→ Object location annotation data
──────────────────────────────

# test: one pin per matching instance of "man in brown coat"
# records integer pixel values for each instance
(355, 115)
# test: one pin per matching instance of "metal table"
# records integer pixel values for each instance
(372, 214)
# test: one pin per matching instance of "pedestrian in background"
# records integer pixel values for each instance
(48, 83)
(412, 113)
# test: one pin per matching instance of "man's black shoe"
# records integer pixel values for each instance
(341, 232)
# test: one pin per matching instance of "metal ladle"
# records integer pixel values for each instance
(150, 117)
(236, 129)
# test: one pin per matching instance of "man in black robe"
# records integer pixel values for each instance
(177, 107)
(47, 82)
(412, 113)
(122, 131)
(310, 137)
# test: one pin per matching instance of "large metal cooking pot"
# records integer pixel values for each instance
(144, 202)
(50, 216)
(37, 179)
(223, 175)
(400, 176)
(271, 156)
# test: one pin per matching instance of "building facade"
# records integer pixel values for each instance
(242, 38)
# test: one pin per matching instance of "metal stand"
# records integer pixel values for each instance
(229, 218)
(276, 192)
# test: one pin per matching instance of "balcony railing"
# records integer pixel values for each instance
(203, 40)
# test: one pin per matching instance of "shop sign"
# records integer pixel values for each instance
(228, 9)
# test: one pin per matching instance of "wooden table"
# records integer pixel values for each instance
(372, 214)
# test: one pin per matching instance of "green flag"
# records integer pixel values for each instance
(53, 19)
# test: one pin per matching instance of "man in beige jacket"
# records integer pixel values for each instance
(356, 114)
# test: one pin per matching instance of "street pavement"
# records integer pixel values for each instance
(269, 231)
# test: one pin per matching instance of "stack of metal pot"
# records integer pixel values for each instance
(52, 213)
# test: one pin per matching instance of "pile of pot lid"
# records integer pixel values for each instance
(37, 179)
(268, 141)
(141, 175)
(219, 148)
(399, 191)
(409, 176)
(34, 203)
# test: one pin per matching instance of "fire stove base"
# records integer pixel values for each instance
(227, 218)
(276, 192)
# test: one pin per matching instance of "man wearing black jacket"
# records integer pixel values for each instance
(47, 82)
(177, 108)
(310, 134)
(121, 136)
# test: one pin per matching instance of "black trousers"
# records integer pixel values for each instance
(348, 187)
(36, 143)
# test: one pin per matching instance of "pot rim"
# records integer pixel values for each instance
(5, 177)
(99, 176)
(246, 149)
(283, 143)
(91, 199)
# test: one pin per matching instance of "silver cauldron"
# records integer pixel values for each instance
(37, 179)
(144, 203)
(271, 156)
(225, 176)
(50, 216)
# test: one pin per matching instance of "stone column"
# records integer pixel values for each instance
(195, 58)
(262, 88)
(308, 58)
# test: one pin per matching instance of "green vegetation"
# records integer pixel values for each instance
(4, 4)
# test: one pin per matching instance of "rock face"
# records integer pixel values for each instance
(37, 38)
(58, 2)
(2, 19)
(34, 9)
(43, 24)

──────────────────────────────

→ Short exercise
Select every line of the data above that contains the word "green", and copy each one out. Treat the match as case-sensitive.

→ Response to this task
# test: one pin per matching instance of "green flag"
# test: one pin per matching instance of "green vegetation"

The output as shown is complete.